- _Supplied records_
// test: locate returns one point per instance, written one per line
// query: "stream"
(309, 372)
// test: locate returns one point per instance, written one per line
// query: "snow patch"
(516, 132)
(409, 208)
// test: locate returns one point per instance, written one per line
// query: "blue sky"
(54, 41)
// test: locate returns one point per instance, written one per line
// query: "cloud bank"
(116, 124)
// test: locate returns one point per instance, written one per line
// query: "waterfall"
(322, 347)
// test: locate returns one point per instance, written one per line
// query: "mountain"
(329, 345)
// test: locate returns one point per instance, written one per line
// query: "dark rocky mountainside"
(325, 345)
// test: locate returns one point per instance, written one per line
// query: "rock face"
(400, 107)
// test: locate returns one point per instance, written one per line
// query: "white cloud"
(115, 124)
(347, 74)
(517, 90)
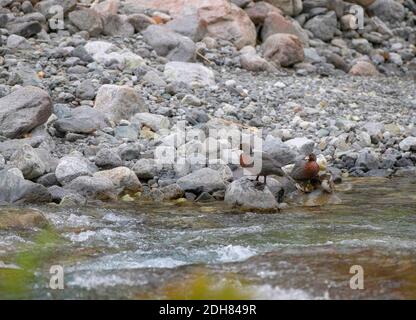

- _Task to complete_
Everything in the data above, apart from the pictures, should be retyped exactly.

- _Your solution_
// test: locate returns one point per instance, written one per line
// query: "stream"
(309, 372)
// test: locate returns one point per instance, written one per line
// query: "snow patch"
(516, 132)
(409, 208)
// test: locate returns one point per instance, written one per line
// query: "blue sky"
(54, 41)
// test: locate returns one point per instance, written one per line
// query: "cloud bank"
(116, 124)
// test: locate returns one point per instance, written one per line
// query: "waterfall"
(322, 347)
// test: locate returns one point per instance, written one per line
// query: "mountain"
(329, 345)
// test: locate returns one point per instance, written one per line
// query: "dark rocky mountainside"
(325, 345)
// test: locate returns one point per instance, written one per line
// query: "rock face"
(400, 107)
// test: locate returns one point per instance, written one per line
// query: "white cloud"
(115, 124)
(347, 74)
(517, 90)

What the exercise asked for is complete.